● **ATTIVITÀ**: Riscrivi il testo sulla tripofobia da "Le immagini che" a "come la nausea.", mettendo "libellula" al posto di "farfalla".

● **BRANO CITATO**:
--------------------
Una foto come questa risulta disgustosa per molte persone: la scienza sta cercando di capire perché
Se le immagini di piccoli buchi ravvicinati vi infastidiscono a tal punto da non poterle guardare perché provate forti sensazioni di repulsione e alcune volte addirittura nausea, allora siete tripofobici. Anche se poco conosciuta e di natura ancora misteriosa, questa fobia esiste a pieno titolo, ma è piuttosto giovane, infatti è l'ultima paura ad essere stata registrata nel campionario delle fobie nel 2005. Per molti è figlia di internet e delle chiacchiere sui social, ma si sbagliano. Almeno per ora.
Le immagini che causano il disturbo (non riconosciuto dalla medicina) includono sia oggetti naturali, come le ali di una farfalla o l'alveare delle api, che oggetti artificiali, come una serie di cannucce di plastica affiancate o un'immagine modificata che rechi un pattern ripetitivo e forato. Nonostante la natura apparentemente innocua, a sentire coloro i quali ne sono soggetti, immagini come queste possono indurre una serie di sintomi come l'ansia, fastidi corporei legati alla pelle come prurito e reazioni fisiologiche come la nausea.
--------------------
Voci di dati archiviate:
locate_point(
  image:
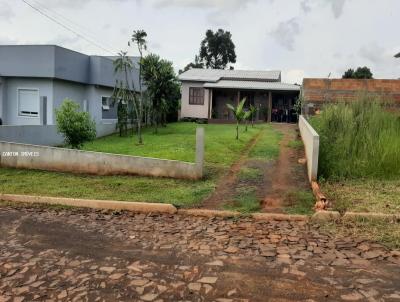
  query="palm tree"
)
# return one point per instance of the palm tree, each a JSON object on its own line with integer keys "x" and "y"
{"x": 139, "y": 38}
{"x": 160, "y": 79}
{"x": 252, "y": 111}
{"x": 238, "y": 113}
{"x": 123, "y": 93}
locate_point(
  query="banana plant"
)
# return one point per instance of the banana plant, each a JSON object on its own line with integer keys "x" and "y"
{"x": 246, "y": 117}
{"x": 238, "y": 113}
{"x": 253, "y": 111}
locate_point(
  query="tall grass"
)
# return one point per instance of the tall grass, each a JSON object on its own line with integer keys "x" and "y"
{"x": 358, "y": 139}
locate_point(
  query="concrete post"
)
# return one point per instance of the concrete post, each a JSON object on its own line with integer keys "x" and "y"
{"x": 43, "y": 110}
{"x": 269, "y": 112}
{"x": 200, "y": 151}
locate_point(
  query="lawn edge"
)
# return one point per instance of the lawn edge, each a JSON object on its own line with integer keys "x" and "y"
{"x": 140, "y": 207}
{"x": 144, "y": 207}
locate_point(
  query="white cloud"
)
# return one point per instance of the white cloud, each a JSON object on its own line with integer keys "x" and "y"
{"x": 305, "y": 6}
{"x": 285, "y": 33}
{"x": 293, "y": 76}
{"x": 372, "y": 52}
{"x": 337, "y": 7}
{"x": 6, "y": 13}
{"x": 213, "y": 4}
--------------------
● **SOLUZIONE DELL'ESERCIZIO**:
Le immagini che causano il disturbo (non riconosciuto dalla medicina) includono sia oggetti naturali, come le ali di una libellula o l'alveare delle api, che oggetti artificiali, come una serie di cannucce di plastica affiancate o un'immagine modificata che rechi un pattern ripetitivo e forato. Nonostante la natura apparentemente innocua, a sentire coloro i quali ne sono soggetti, immagini come queste possono indurre una serie di sintomi come l'ansia, fastidi corporei legati alla pelle come prurito e reazioni fisiologiche come la nausea.